Point annotation records
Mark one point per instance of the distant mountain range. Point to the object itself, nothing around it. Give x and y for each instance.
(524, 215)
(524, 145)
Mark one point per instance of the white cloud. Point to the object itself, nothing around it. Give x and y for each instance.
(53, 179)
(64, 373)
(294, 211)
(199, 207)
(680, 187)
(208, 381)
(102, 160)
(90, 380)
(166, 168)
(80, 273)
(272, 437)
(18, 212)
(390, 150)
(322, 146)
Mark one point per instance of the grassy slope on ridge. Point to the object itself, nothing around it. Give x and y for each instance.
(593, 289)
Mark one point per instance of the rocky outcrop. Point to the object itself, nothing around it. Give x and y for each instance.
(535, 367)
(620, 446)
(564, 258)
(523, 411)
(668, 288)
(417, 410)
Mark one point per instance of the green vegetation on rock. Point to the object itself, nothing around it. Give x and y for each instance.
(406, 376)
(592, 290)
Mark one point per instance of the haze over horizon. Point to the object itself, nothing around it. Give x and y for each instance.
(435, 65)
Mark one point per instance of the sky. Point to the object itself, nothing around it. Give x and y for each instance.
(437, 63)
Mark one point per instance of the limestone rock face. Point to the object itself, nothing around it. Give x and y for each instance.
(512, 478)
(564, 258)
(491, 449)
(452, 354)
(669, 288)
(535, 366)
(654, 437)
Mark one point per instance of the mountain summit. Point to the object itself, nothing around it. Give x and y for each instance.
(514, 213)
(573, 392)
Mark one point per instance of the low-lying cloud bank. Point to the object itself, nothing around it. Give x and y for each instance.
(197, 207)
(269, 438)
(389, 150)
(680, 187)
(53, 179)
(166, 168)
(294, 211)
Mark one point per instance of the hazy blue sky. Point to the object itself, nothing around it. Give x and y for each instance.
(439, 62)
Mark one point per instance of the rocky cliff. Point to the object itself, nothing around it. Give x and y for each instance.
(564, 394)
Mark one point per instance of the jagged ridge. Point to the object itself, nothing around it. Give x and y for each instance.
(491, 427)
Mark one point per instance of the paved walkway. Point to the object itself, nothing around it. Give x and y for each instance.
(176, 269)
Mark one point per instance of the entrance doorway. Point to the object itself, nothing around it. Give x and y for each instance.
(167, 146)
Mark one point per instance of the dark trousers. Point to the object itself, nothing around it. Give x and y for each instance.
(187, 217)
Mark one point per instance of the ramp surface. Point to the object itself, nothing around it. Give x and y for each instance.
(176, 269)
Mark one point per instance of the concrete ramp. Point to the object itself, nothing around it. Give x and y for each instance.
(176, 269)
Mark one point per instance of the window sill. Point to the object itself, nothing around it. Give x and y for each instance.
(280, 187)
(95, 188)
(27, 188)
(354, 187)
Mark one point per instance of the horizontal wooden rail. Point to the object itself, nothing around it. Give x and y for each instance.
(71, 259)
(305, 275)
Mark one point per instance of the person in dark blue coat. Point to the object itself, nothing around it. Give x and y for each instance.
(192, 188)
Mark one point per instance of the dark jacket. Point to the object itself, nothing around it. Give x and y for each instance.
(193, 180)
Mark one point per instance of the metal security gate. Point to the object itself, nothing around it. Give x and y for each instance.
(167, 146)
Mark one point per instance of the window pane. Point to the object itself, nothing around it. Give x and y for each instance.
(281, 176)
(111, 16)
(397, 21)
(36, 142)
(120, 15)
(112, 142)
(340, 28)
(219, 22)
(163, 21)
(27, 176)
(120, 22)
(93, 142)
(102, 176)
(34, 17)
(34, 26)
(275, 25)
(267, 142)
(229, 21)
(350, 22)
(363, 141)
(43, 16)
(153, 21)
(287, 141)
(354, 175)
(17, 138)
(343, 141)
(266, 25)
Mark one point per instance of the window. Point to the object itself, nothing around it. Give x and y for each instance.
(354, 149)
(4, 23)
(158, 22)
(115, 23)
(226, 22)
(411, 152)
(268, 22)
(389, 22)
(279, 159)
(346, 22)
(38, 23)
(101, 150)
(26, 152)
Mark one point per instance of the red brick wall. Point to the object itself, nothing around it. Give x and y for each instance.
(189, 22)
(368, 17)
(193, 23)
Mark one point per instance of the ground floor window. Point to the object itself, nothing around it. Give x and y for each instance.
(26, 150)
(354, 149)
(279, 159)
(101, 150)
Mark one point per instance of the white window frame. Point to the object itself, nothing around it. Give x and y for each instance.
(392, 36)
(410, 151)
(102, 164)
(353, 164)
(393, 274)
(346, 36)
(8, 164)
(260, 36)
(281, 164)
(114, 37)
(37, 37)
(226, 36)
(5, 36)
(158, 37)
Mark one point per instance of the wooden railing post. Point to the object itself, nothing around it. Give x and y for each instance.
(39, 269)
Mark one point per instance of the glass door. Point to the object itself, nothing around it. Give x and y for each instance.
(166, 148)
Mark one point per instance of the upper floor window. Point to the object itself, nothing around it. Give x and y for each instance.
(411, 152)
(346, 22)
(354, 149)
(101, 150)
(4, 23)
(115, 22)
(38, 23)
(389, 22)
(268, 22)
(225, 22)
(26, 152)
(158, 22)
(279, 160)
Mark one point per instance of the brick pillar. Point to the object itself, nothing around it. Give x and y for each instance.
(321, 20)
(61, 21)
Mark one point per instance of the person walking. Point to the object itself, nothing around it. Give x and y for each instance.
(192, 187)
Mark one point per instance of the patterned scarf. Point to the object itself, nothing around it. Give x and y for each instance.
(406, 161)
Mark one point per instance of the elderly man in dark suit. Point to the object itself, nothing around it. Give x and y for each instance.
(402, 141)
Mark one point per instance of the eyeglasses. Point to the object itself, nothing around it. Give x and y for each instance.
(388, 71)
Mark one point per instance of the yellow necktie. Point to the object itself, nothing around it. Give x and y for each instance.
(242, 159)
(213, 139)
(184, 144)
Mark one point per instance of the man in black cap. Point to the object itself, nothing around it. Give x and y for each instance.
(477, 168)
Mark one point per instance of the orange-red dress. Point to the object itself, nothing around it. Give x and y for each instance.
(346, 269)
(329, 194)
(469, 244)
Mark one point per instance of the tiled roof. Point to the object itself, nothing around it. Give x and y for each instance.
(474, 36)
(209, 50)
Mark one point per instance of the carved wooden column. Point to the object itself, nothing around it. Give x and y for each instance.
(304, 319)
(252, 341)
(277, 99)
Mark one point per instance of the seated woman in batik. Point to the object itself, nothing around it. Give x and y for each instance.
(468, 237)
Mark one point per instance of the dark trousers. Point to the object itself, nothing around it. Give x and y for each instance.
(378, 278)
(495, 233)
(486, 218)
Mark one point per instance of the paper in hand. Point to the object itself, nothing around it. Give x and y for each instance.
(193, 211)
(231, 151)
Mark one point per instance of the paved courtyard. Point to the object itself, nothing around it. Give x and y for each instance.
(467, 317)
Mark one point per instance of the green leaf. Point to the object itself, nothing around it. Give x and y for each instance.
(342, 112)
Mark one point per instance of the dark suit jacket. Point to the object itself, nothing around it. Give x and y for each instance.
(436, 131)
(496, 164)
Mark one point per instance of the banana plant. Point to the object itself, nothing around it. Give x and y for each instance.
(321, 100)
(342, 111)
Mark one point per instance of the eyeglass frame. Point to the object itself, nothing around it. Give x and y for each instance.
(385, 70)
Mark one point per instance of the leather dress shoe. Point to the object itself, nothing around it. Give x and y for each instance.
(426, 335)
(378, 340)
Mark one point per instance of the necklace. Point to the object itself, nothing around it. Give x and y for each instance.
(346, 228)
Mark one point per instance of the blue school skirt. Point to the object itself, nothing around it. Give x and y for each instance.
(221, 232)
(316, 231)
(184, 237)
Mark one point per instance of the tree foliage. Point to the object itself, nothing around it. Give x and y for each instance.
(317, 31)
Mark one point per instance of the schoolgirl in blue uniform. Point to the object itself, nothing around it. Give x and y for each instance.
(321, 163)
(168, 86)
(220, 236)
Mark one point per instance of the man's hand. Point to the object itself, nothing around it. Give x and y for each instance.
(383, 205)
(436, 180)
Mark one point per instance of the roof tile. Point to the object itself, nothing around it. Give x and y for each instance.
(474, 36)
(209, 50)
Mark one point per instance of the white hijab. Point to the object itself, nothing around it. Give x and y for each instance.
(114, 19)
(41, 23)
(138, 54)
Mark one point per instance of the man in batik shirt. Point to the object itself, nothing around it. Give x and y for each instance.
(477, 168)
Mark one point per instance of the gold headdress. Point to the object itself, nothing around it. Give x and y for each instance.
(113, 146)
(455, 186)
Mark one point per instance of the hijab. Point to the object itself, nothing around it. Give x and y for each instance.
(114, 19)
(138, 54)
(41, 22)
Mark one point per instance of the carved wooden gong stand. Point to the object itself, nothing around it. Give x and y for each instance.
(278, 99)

### Task requirements
Convert the entries into a Markdown table, starting with the line that contains "Mark one point per instance of the carved wooden gong" and going on through the end of the entries. Use the columns Row and Line, and leave out any blank lines.

### Result for this exercise
| Row | Line |
|---|---|
| 1 | Mark one point per instance of the carved wooden gong stand. Point to the object itself, nothing around it. Give x and y for each instance. |
| 2 | (278, 99) |